Problem requirements:
Copy out every line of the listing below in its original form, from start to finish. Leave the pictures out of your copy.

Point labels for objects:
┄┄┄┄┄┄

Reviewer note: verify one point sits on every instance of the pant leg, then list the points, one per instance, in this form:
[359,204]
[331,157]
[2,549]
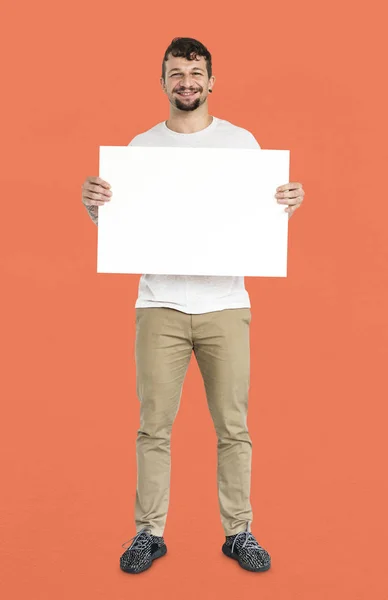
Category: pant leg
[163,352]
[222,350]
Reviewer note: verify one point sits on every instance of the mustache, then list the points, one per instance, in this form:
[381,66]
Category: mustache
[189,90]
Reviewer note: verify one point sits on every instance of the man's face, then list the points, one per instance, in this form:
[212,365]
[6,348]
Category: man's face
[186,82]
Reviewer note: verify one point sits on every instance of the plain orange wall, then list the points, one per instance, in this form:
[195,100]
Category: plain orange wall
[303,76]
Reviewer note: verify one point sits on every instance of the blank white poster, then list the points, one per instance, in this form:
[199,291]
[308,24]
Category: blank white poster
[193,211]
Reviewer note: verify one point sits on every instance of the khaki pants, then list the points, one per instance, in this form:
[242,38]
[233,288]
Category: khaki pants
[165,339]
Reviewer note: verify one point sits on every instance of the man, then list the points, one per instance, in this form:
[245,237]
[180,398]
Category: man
[176,315]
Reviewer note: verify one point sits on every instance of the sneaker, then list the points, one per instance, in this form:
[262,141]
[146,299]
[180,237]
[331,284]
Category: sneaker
[244,548]
[142,552]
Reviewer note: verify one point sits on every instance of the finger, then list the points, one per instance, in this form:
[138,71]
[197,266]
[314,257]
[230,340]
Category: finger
[97,189]
[93,198]
[289,201]
[291,209]
[289,186]
[99,181]
[292,194]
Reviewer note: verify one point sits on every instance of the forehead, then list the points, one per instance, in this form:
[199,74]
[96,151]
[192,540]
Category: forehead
[181,63]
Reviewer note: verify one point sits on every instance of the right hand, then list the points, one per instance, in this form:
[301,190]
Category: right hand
[95,192]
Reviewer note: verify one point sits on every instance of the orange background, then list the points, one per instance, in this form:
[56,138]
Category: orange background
[301,76]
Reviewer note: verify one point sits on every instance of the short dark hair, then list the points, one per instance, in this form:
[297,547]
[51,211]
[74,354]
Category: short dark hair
[187,48]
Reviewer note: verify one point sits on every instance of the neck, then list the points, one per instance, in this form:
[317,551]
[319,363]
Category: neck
[181,121]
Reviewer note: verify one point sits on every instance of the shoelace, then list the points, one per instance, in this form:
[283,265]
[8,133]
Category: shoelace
[250,541]
[140,540]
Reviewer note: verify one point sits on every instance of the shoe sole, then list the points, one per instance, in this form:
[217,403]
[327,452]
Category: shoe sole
[158,554]
[227,552]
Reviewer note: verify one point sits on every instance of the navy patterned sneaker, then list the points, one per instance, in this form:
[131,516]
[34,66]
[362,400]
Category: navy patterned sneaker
[142,552]
[244,548]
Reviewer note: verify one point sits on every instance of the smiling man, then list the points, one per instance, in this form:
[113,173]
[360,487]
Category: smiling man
[179,315]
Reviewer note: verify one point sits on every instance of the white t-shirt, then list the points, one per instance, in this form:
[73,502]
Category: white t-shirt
[188,293]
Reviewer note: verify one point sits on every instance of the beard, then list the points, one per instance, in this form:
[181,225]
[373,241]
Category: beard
[188,106]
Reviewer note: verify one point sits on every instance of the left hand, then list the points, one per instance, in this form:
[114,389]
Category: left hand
[291,194]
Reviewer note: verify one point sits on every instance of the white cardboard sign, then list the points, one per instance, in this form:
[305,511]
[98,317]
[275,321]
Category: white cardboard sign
[193,211]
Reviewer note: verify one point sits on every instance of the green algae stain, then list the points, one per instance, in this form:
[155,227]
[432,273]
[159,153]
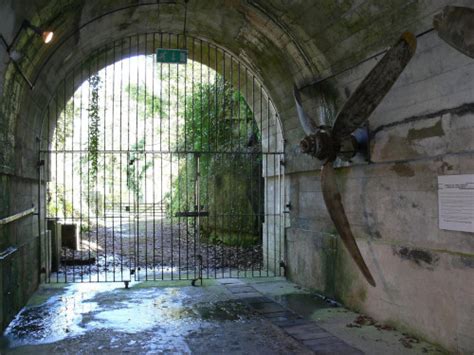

┄┄┄┄┄┄

Output for this exercise:
Reviewer note: verify one point sits on every instance of the pant leg, then list the points, one per instance, in this form:
[359,204]
[331,157]
[2,549]
Category: pant leg
[163,352]
[222,350]
Reviewer note: verify one point sits on every instance of the mustache, then list the points, one per instance, in this form:
[381,66]
Category: mustache
[189,90]
Reviewer note: verify one point sits on every instance of the man's face, then list the points, one per instance, in this form:
[212,365]
[6,348]
Category: man's face
[186,82]
Reviewer note: verify one point sits on every instance of the plain orange wall, then list the points, one per instance, in this form:
[195,100]
Category: plain orange wall
[303,76]
Reviewer note: verify one point sits on every instance of the blank white poster, then list the points, one per instance, in this form:
[199,291]
[308,24]
Category: blank white poster
[193,211]
Reviewer note: verify one point sits on every instance of the khaki pants, then list the points, one per instance, in this form:
[242,38]
[233,288]
Category: khaki pants
[165,339]
Reviewer note: verify one point sits on every instance of the man, then list the points, one per instance, in this form:
[245,237]
[180,398]
Category: man
[176,315]
Reviewer note: verify one point sits on every instance of the sneaker, then list the points, one per instance, in this form:
[262,141]
[146,299]
[180,237]
[331,284]
Category: sneaker
[244,548]
[142,552]
Reviewer note: verify one point sits on every instance of the finger, then list the points, one per instance, in this form:
[138,71]
[197,266]
[314,257]
[230,340]
Category: finger
[97,189]
[93,198]
[289,201]
[291,209]
[289,186]
[99,181]
[292,194]
Reviewer note: verify one point sits on every instance of the forehead, then list the points, one per instance, in this form:
[199,74]
[96,151]
[192,540]
Category: forehead
[181,63]
Reviewer note: verify one point sits on every instance of the right hand, then list the points, one per instance, in this form:
[301,190]
Category: right hand
[95,192]
Reviewer note: verify one point sits on every instance of the orange background, then list the points, one per instance, in this form:
[56,138]
Category: orange background
[301,76]
Reviewer note: verify one point sits on every instance of the short dark hair, then list the points, one per instance, in this form:
[297,547]
[51,211]
[74,354]
Category: short dark hair
[187,48]
Reviewer note: verify one point sits on every instance of the neck, then list the points, one per instance, in this form:
[317,551]
[319,363]
Category: neck
[181,121]
Reviewer note: verify one point sits on every instance of the shoelace, then list the points, one per instance, in this form:
[283,265]
[8,133]
Category: shoelace
[250,541]
[140,540]
Reviewer note: verify one point sits on every instance of the shoe sole, then list the points, one per instance, in this form:
[217,403]
[327,452]
Category: shoe sole
[158,554]
[227,552]
Reviewer note: verify one point sits on every instance of the navy patterned sneaker, then list the points, one per instance, in this form:
[131,516]
[34,66]
[362,400]
Category: navy patterned sneaker
[142,552]
[244,548]
Reviewer note: verify one point sits on every instance of the smiling man, then list the points, one per instance, in this form:
[113,173]
[360,487]
Category: smiling man
[179,315]
Reviewer note: verify one point sits on every instance of the white t-shirt, then list the points, one per instance, in this form:
[73,502]
Category: white t-shirt
[188,293]
Reviewer note: verify one point sits on every instance of the beard, then list the points, one per instance, in this form:
[181,225]
[373,241]
Category: beard
[188,106]
Reviewer note: verify one point sits on every instance of the left hand, then list the points, one per instance, in this form:
[114,389]
Category: left hand
[291,194]
Reviewer note: verify one point sits on every instance of the white cardboard sign, then list the points, one per instance, in this form:
[305,511]
[98,317]
[275,321]
Category: white cardboard sign
[193,211]
Reviewer note: verify one point sits on every instance of the green algae stain, then list the points, one per instance, in this form:
[155,227]
[432,273]
[159,153]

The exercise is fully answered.